_Task goal:_ Extract the lines from the one containing "Isolate the snow in this image." through the end of the entries on locating named things, both included, and reproduce them without any change.

_Entries on locating named things:_
▬▬▬
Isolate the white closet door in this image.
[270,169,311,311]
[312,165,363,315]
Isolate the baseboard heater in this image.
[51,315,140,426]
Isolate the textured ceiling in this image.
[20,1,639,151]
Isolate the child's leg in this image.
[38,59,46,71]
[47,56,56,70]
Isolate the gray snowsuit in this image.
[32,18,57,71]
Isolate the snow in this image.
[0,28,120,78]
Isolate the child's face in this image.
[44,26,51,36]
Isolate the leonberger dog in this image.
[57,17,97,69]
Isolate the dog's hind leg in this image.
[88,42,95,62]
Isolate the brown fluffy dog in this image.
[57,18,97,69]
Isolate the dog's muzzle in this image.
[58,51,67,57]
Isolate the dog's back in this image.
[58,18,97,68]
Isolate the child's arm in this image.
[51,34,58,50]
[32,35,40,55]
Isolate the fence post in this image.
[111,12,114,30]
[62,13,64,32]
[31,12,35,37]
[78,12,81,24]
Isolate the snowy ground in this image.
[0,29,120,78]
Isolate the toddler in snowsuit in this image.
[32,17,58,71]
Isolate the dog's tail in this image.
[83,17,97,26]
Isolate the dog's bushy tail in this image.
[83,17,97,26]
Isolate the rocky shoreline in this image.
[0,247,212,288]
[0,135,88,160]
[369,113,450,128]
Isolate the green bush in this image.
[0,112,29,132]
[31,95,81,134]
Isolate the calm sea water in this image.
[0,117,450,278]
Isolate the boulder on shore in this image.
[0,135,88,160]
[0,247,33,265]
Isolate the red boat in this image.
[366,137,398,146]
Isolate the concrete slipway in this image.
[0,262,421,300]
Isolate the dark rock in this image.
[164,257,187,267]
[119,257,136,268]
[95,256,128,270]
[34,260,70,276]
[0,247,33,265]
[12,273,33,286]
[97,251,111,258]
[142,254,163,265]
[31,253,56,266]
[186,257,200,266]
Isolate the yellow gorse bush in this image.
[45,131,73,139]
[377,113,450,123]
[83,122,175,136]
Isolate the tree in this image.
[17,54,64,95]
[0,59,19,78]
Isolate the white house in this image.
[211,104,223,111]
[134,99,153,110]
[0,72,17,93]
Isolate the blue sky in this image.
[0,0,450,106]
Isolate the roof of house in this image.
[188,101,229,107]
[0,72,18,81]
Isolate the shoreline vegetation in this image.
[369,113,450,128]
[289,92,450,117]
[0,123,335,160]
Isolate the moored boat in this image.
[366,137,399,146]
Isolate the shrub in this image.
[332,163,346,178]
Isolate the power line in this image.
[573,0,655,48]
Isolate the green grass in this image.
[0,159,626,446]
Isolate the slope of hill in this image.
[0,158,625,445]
▬▬▬
_Output below:_
Isolate the snow in this image.
[0,28,120,78]
Isolate the child's face in this image.
[44,26,51,36]
Isolate the leonberger dog in this image.
[57,17,97,69]
Isolate the dog's hind leg in this image.
[88,42,95,62]
Isolate the brown fluffy dog in this image.
[57,18,97,69]
Isolate the dog's muzzle in this image.
[58,51,67,57]
Isolate the dog's back in this image.
[58,18,97,68]
Isolate the child's arm in this image.
[51,34,58,50]
[32,35,40,55]
Isolate the fence post in this image.
[111,12,114,30]
[62,13,64,32]
[31,12,35,37]
[78,12,81,24]
Isolate the snowy ground in this image.
[0,29,120,78]
Isolate the toddler in snowsuit in this image.
[32,17,58,71]
Isolate the dog's tail in this image.
[83,17,97,26]
Isolate the dog's bushy tail in this image.
[83,17,97,26]
Isolate the rocky shoreline in this image.
[0,247,212,288]
[0,135,88,160]
[369,113,450,128]
Isolate the green bush in this image.
[0,112,29,132]
[31,95,81,134]
Isolate the calm sea water in this image.
[0,117,450,278]
Isolate the boulder on shore in this image.
[0,135,88,160]
[0,247,33,265]
Isolate the red boat in this image.
[366,137,398,146]
Isolate the concrete slipway in this image.
[0,262,421,300]
Isolate the dark rock in this image.
[164,257,187,267]
[119,257,136,268]
[95,256,128,270]
[34,260,70,276]
[0,247,33,265]
[12,273,33,286]
[97,251,111,258]
[142,254,163,265]
[31,253,56,266]
[186,257,200,266]
Isolate the yellow gorse bush in this image.
[45,131,73,139]
[377,113,450,123]
[83,122,175,136]
Isolate the tree in this image.
[17,54,64,95]
[0,59,19,78]
Isolate the white house in this image.
[211,104,223,111]
[134,99,153,110]
[0,72,17,93]
Isolate the blue sky in this image.
[0,0,450,106]
Isolate the roof of house in this image.
[188,101,229,107]
[0,72,18,81]
Isolate the shoreline vegetation in this image.
[369,113,450,128]
[289,92,450,117]
[0,123,335,160]
Isolate the moored boat in this image.
[366,137,399,146]
Isolate the shrub in this image.
[332,163,346,178]
Isolate the power line in this image.
[573,0,655,48]
Isolate the green grass in this image.
[0,159,626,446]
Isolate the slope of hill in this image.
[0,158,625,445]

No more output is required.